Saved data entries
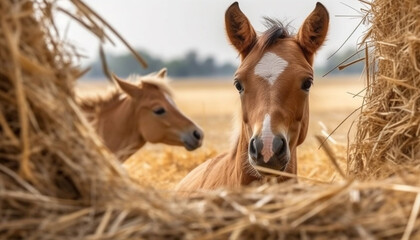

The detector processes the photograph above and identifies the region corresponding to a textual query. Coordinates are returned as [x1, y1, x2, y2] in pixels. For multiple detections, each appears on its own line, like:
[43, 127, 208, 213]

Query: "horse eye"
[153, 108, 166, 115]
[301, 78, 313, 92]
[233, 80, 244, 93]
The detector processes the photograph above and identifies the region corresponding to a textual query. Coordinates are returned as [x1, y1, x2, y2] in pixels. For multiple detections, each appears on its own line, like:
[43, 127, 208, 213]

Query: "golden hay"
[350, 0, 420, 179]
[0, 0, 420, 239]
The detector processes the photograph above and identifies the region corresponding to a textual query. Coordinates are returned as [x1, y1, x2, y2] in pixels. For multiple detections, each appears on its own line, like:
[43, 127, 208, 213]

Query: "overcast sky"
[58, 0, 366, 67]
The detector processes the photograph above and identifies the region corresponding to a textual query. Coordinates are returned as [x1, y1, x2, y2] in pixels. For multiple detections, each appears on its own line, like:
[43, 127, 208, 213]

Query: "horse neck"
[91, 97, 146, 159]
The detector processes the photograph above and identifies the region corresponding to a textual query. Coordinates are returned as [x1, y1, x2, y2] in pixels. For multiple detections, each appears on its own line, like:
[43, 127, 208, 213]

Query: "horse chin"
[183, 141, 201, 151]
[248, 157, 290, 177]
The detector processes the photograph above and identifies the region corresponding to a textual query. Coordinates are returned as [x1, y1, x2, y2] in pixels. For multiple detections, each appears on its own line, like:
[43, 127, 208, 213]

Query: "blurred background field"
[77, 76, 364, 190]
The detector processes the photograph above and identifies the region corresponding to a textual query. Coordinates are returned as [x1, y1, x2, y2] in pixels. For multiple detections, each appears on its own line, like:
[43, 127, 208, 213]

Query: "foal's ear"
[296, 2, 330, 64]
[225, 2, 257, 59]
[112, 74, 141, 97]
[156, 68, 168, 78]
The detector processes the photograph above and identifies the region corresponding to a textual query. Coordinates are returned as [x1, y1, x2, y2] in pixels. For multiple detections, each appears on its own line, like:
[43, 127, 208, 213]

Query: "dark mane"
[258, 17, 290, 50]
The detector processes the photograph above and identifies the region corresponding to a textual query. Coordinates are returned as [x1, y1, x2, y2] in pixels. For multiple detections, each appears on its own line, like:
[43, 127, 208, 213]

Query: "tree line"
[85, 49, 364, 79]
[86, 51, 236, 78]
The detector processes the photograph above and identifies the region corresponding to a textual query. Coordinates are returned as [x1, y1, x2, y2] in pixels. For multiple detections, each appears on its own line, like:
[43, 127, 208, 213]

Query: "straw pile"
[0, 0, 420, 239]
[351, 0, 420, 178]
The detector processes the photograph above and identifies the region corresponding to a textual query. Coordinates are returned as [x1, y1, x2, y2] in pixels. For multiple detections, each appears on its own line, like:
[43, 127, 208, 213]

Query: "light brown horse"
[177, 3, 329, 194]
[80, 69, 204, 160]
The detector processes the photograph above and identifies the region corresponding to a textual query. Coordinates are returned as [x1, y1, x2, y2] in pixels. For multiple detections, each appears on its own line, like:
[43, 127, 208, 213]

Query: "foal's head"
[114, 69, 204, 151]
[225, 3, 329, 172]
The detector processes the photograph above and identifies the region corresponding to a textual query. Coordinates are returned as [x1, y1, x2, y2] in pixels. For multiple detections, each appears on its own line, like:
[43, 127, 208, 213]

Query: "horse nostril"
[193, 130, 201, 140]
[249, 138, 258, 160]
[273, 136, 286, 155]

* **Task prompt**: Return each line of the entries that contains the string "horse". Matching is case-sensitive.

* **Response to the exercise**:
Query: "horse eye"
Query: "horse neck"
Query: "horse chin"
Query: "light brown horse"
Query: "horse nostril"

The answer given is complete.